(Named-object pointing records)
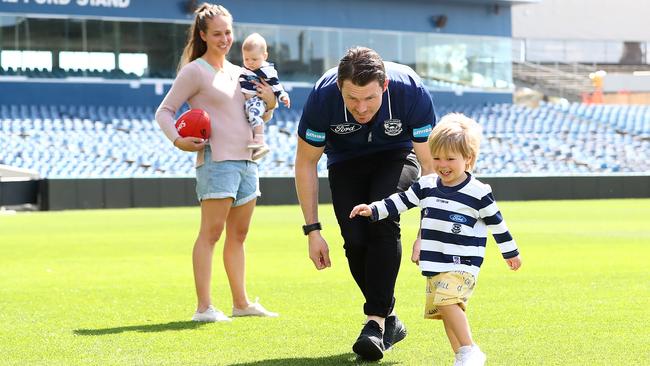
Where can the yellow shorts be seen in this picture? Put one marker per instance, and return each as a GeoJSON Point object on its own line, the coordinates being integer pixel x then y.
{"type": "Point", "coordinates": [448, 288]}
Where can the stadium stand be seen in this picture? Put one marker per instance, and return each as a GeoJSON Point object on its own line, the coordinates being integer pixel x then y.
{"type": "Point", "coordinates": [77, 141]}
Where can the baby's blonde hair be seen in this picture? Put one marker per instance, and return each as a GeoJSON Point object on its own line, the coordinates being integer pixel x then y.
{"type": "Point", "coordinates": [254, 42]}
{"type": "Point", "coordinates": [456, 132]}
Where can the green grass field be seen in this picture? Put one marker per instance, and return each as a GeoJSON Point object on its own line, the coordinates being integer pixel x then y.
{"type": "Point", "coordinates": [115, 287]}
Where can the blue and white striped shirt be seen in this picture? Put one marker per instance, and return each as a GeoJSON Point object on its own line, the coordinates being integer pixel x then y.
{"type": "Point", "coordinates": [454, 223]}
{"type": "Point", "coordinates": [266, 72]}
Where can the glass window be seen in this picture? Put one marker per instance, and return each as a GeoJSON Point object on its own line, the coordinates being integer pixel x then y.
{"type": "Point", "coordinates": [136, 63]}
{"type": "Point", "coordinates": [26, 60]}
{"type": "Point", "coordinates": [153, 49]}
{"type": "Point", "coordinates": [100, 61]}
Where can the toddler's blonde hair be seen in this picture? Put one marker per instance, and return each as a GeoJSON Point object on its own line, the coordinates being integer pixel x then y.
{"type": "Point", "coordinates": [456, 132]}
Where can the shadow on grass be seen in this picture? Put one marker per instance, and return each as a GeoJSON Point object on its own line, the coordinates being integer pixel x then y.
{"type": "Point", "coordinates": [345, 358]}
{"type": "Point", "coordinates": [148, 328]}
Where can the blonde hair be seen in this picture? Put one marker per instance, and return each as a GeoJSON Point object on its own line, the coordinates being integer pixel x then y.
{"type": "Point", "coordinates": [195, 46]}
{"type": "Point", "coordinates": [254, 42]}
{"type": "Point", "coordinates": [456, 132]}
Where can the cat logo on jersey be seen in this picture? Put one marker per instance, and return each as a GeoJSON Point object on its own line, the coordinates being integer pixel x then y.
{"type": "Point", "coordinates": [392, 127]}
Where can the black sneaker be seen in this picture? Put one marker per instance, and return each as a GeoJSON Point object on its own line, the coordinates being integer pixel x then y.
{"type": "Point", "coordinates": [370, 345]}
{"type": "Point", "coordinates": [395, 331]}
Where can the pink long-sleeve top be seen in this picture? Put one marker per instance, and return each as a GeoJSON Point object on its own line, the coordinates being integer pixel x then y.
{"type": "Point", "coordinates": [218, 93]}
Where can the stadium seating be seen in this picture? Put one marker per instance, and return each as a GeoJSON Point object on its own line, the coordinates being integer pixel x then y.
{"type": "Point", "coordinates": [79, 141]}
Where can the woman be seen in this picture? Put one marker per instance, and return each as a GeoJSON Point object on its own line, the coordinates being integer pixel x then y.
{"type": "Point", "coordinates": [227, 180]}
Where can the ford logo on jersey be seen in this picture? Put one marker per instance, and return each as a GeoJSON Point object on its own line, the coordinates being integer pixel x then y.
{"type": "Point", "coordinates": [458, 218]}
{"type": "Point", "coordinates": [345, 128]}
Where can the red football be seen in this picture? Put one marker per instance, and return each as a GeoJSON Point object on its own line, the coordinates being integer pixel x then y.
{"type": "Point", "coordinates": [195, 123]}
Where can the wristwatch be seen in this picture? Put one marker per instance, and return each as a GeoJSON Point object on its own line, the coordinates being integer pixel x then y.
{"type": "Point", "coordinates": [311, 227]}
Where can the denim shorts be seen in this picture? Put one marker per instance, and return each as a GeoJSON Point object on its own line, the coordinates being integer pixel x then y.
{"type": "Point", "coordinates": [237, 179]}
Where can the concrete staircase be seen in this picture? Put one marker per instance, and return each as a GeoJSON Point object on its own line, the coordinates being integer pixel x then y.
{"type": "Point", "coordinates": [560, 80]}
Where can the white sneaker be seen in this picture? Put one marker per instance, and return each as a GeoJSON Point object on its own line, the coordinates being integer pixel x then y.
{"type": "Point", "coordinates": [254, 309]}
{"type": "Point", "coordinates": [472, 356]}
{"type": "Point", "coordinates": [457, 360]}
{"type": "Point", "coordinates": [210, 315]}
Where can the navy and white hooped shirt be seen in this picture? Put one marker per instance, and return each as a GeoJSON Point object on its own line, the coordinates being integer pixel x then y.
{"type": "Point", "coordinates": [406, 114]}
{"type": "Point", "coordinates": [454, 223]}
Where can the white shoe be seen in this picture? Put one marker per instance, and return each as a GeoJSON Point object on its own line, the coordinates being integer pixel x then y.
{"type": "Point", "coordinates": [457, 360]}
{"type": "Point", "coordinates": [210, 315]}
{"type": "Point", "coordinates": [472, 356]}
{"type": "Point", "coordinates": [254, 309]}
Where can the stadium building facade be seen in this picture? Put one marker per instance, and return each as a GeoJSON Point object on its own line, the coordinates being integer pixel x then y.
{"type": "Point", "coordinates": [461, 48]}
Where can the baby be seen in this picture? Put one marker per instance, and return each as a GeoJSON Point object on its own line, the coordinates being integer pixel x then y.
{"type": "Point", "coordinates": [256, 68]}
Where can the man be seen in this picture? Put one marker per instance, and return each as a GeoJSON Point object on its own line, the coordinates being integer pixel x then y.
{"type": "Point", "coordinates": [368, 117]}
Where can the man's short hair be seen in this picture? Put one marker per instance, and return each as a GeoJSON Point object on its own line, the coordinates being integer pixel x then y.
{"type": "Point", "coordinates": [361, 65]}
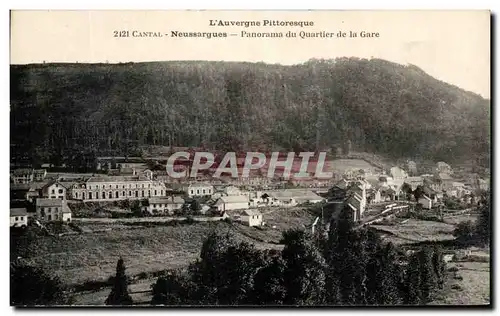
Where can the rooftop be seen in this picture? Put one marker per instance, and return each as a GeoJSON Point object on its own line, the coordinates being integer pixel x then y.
{"type": "Point", "coordinates": [235, 199]}
{"type": "Point", "coordinates": [18, 212]}
{"type": "Point", "coordinates": [117, 179]}
{"type": "Point", "coordinates": [250, 212]}
{"type": "Point", "coordinates": [22, 172]}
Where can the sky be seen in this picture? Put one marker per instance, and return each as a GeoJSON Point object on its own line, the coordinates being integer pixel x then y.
{"type": "Point", "coordinates": [453, 46]}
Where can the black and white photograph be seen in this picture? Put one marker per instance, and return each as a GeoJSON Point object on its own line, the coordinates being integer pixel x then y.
{"type": "Point", "coordinates": [169, 158]}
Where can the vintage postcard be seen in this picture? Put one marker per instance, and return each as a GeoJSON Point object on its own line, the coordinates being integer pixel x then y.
{"type": "Point", "coordinates": [250, 158]}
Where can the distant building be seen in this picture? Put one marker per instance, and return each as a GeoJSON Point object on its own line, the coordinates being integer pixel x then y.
{"type": "Point", "coordinates": [443, 167]}
{"type": "Point", "coordinates": [414, 182]}
{"type": "Point", "coordinates": [117, 188]}
{"type": "Point", "coordinates": [251, 218]}
{"type": "Point", "coordinates": [39, 174]}
{"type": "Point", "coordinates": [426, 202]}
{"type": "Point", "coordinates": [54, 190]}
{"type": "Point", "coordinates": [163, 205]}
{"type": "Point", "coordinates": [52, 210]}
{"type": "Point", "coordinates": [398, 173]}
{"type": "Point", "coordinates": [232, 190]}
{"type": "Point", "coordinates": [412, 168]}
{"type": "Point", "coordinates": [148, 174]}
{"type": "Point", "coordinates": [200, 189]}
{"type": "Point", "coordinates": [357, 201]}
{"type": "Point", "coordinates": [19, 176]}
{"type": "Point", "coordinates": [18, 217]}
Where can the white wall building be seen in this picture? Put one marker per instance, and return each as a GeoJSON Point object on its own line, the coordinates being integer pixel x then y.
{"type": "Point", "coordinates": [234, 202]}
{"type": "Point", "coordinates": [426, 202]}
{"type": "Point", "coordinates": [251, 218]}
{"type": "Point", "coordinates": [18, 217]}
{"type": "Point", "coordinates": [54, 190]}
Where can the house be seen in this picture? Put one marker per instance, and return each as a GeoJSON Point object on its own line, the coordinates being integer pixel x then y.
{"type": "Point", "coordinates": [433, 195]}
{"type": "Point", "coordinates": [426, 202]}
{"type": "Point", "coordinates": [200, 189]}
{"type": "Point", "coordinates": [398, 173]}
{"type": "Point", "coordinates": [300, 196]}
{"type": "Point", "coordinates": [163, 205]}
{"type": "Point", "coordinates": [284, 201]}
{"type": "Point", "coordinates": [48, 209]}
{"type": "Point", "coordinates": [18, 217]}
{"type": "Point", "coordinates": [251, 218]}
{"type": "Point", "coordinates": [232, 190]}
{"type": "Point", "coordinates": [483, 184]}
{"type": "Point", "coordinates": [388, 194]}
{"type": "Point", "coordinates": [54, 190]}
{"type": "Point", "coordinates": [108, 188]}
{"type": "Point", "coordinates": [24, 175]}
{"type": "Point", "coordinates": [148, 174]}
{"type": "Point", "coordinates": [235, 202]}
{"type": "Point", "coordinates": [414, 182]}
{"type": "Point", "coordinates": [443, 167]}
{"type": "Point", "coordinates": [357, 201]}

Task instructions => With the line containing "Where can the white wall" as the first and the last line of the records as the final one, print exactly the lines in that span.

Final answer =>
Where can the white wall building be seen in this picture? Put one marker per instance, and return each as a GeoJSON Point object on its own line, the coordinates being integer pixel x then y.
{"type": "Point", "coordinates": [234, 202]}
{"type": "Point", "coordinates": [426, 202]}
{"type": "Point", "coordinates": [251, 218]}
{"type": "Point", "coordinates": [18, 217]}
{"type": "Point", "coordinates": [54, 190]}
Where can the house be seen in this picture? Put one marker per instance, and return each as a GeoJSON Point object on its own line, the coordinates being integer pixel x then y.
{"type": "Point", "coordinates": [433, 195]}
{"type": "Point", "coordinates": [426, 202]}
{"type": "Point", "coordinates": [200, 189]}
{"type": "Point", "coordinates": [398, 173]}
{"type": "Point", "coordinates": [300, 196]}
{"type": "Point", "coordinates": [163, 205]}
{"type": "Point", "coordinates": [284, 201]}
{"type": "Point", "coordinates": [48, 209]}
{"type": "Point", "coordinates": [18, 217]}
{"type": "Point", "coordinates": [251, 218]}
{"type": "Point", "coordinates": [232, 190]}
{"type": "Point", "coordinates": [483, 184]}
{"type": "Point", "coordinates": [388, 194]}
{"type": "Point", "coordinates": [54, 190]}
{"type": "Point", "coordinates": [108, 188]}
{"type": "Point", "coordinates": [24, 175]}
{"type": "Point", "coordinates": [148, 174]}
{"type": "Point", "coordinates": [235, 202]}
{"type": "Point", "coordinates": [414, 182]}
{"type": "Point", "coordinates": [443, 167]}
{"type": "Point", "coordinates": [357, 201]}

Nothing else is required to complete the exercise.